**** TRECHO DO TEXTO
O Globo, n.31.587, 30/01/2020. País. p.08

Em janeiro mais chuvoso da história na capital, Minas tem 55 mortos
Pedro Medeiros 
Rayandernson Guerra 



O temporal que caiu em Belo Horizonte, capital de Minas Gerais, na noite de anteontem, deixou um rastro de destruição. Nas regiões Oeste e Centro-Sul, as mais atingidas, carros foram arrastados, o asfalto foi arrancado e crateras se abriram nas principais vias da cidade. O número de mortos no estado, por causa das fortes chuvas que castigam Minas desde a semana passada, subiu para 55, de acordo com boletim da Defesa Civil estadual. Quase 45 mil pessoas estão desalojadas e desabrigadas.

Janeiro é o mês mais chuvoso da história de Belo Horizonte desde o início da medição climatológica, há 110 anos, segundo o Instituto Nacional de Meteorologia (Inmet). A cidade completou 121 anos em dezembro passado. Até agora, o primeiro mês de 2020 acumulou 932,2 milímetros de chuva no município, de acordo com o Inmet, mais da metade do previsto para todo o ano. O recorde anterior era de janeiro de 1985, quando o acumulado foi de 850,3 milímetros.
********
**ENUNCIADO 1**
Por favor, resuma em duas frases a notícia sobre as chuvas em Minas Gerais.
**ENUNCIADO 2**
Escreva a continuação da notícia sobre as chuvas em Minas Gerais, a partir do último parágrafo.
**** DADOS FORNECIDOS
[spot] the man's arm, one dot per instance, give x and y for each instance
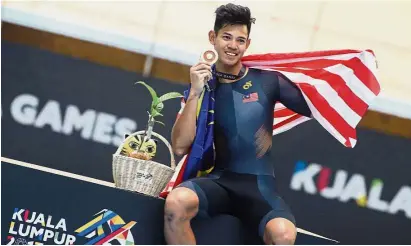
(291, 96)
(184, 129)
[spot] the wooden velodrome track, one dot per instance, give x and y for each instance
(105, 183)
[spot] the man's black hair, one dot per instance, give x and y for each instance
(232, 14)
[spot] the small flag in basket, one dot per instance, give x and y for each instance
(253, 97)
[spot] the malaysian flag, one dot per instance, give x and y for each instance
(253, 97)
(338, 86)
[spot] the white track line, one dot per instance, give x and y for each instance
(101, 182)
(58, 172)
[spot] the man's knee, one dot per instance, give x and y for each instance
(181, 204)
(280, 231)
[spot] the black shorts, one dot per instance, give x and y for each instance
(251, 198)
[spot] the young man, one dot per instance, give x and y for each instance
(242, 182)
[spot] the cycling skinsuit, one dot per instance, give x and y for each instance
(242, 182)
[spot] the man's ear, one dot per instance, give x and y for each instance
(211, 37)
(248, 42)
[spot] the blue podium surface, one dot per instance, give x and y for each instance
(46, 206)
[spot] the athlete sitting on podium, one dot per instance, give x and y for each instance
(242, 182)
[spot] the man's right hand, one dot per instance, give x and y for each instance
(199, 74)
********
**RESPOSTA 1**
Um temporal na noite de anteontem deixou um rastro de destruição em Belo Horizonte, sobretudo nas regiões Oeste e Centro-Sul, e o número de mortos no estado por causa das fortes chuvas subiu para 55, com quase 45 mil pessoas desalojadas e desabrigadas. Segundo o Inmet, janeiro de 2020 acumulou até agora 932,2 milímetros de chuva na capital e é o mês mais chuvoso desde o início da medição, há 110 anos, superando o recorde de 850,3 milímetros de janeiro de 1985.

**RESPOSTA 2**
A publicitária Poliana Antonini, moradora de um dos bairros mais afetados de Belo Horizonte, conta que não conseguiu dormir de terça para quarta-feira. Grávida de 8 meses e síndica do seu prédio, ela viu a garagem encher de água pelas câmeras de segurança.

— Eu acho que deu perda total em todos os carros. A água chegou no capô dos veículos, a gente ficou pela câmera e não podia fazer nada. Teve um morador mias idoso que tentou até tirar o carro, mas desistiu por causa da correnteza — diz Poliana. — Eu fiquei muito agoniada, só olhava e chorava.

Em meio aos estragos póschuva, o prefeito Alexandre Kalil (PSD) afirmou em entrevista coletiva, ontem à tarde, que “o que aconteceu ontem em Belo Horizonte inundaria Paris, Boston ou Nova York”, pediu paciência da população com o poder público e que, mesmo diante dos estragos causados, “vai ter carnaval, sim”.

—O que aconteceu ontem em Belo Horizonte inundaria Paris, Boston ou Nova York. Nenhuma cidade do mundo resiste a 183 milímetros de água em três horas —afirmou o prefeito, garantindo a folia.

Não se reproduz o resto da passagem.